> _Record set_:

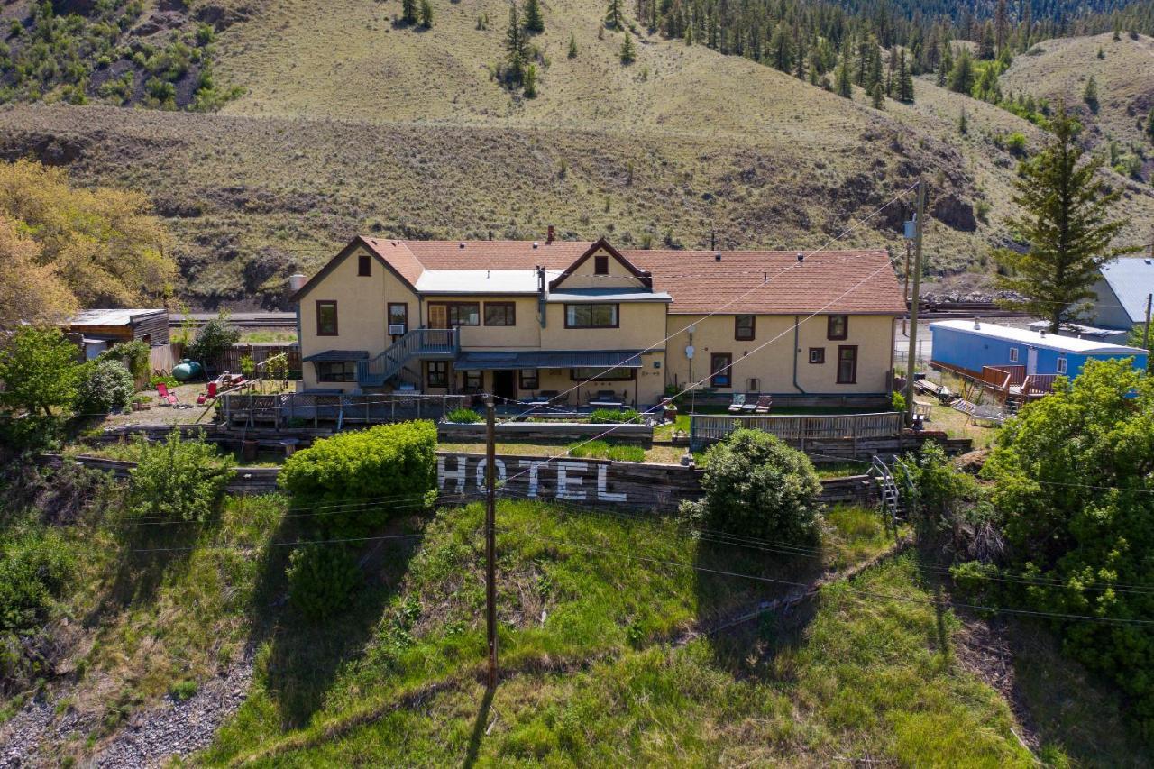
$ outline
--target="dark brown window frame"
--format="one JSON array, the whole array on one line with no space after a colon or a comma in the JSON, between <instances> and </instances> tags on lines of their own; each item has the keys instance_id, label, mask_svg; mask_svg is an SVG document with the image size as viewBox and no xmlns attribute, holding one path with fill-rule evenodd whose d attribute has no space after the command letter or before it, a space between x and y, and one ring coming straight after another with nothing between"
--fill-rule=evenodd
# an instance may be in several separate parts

> _Problem to work on_: Swap "dark brown" for "light gray" and give the material again with everything else unchanged. Leave the picture out of your answer.

> _Correct result_:
$ outline
--target="light gray window frame"
--format="one JSON array, the whole array on one line with no space after a colon or a comma in the JSON, between <instances> and </instances> tags on lines of their own; each item has the keys instance_id, label, mask_svg; mask_svg is an SVG document with the image size as viewBox and no xmlns attribute, holding one path with fill-rule evenodd whose d attribute has no space after the command letter or before it, a space between x and y, and one ring coming straight after another with nothing between"
--fill-rule=evenodd
# an instance may be in several separate parts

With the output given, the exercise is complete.